AIM OF THE TASK —
The line with "Each instance receives one keypoint. Mark the man in dark" marks where to begin. Please copy it and each line after it to the end of the records below, exactly.

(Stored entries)
================
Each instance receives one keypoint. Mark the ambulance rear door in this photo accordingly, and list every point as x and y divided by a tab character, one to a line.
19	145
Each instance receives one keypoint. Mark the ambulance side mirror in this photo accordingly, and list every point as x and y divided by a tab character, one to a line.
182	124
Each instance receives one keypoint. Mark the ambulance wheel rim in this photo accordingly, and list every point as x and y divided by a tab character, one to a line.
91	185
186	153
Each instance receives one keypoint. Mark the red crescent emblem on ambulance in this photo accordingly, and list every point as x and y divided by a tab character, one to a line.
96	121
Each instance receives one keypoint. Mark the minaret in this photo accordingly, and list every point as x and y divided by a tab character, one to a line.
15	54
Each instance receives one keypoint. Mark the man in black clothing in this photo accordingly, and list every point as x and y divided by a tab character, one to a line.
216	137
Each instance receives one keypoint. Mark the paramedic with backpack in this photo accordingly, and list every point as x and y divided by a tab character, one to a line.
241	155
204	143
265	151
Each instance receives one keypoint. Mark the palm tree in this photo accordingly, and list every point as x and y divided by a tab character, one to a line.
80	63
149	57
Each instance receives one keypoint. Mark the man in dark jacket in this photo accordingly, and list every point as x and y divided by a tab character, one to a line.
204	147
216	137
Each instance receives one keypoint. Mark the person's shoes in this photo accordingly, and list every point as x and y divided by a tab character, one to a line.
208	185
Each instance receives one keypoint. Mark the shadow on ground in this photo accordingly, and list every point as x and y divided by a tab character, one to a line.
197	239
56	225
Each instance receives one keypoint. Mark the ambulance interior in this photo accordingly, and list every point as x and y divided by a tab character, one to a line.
================
RESPONSE TO THIS TASK —
Each instance receives one keypoint. Mark the man in dark jacket in this photo accordingly, and list every point as x and y divided by a tab character, one to a line.
204	147
216	137
Each instance receives one keypoint. Mark the person's shoes in this photo accordingly, and list every point as x and y divided by a tab character, one to a line.
208	185
Each instance receives one keypoint. Mark the shadow on ground in this photo accordingly, and list every point as x and y divided by a tab character, one to a line.
197	239
56	225
Each instance receives one keypoint. Mark the ambulance interior in this photo accordingly, and list every point as x and y divided by a tab character, one to a line.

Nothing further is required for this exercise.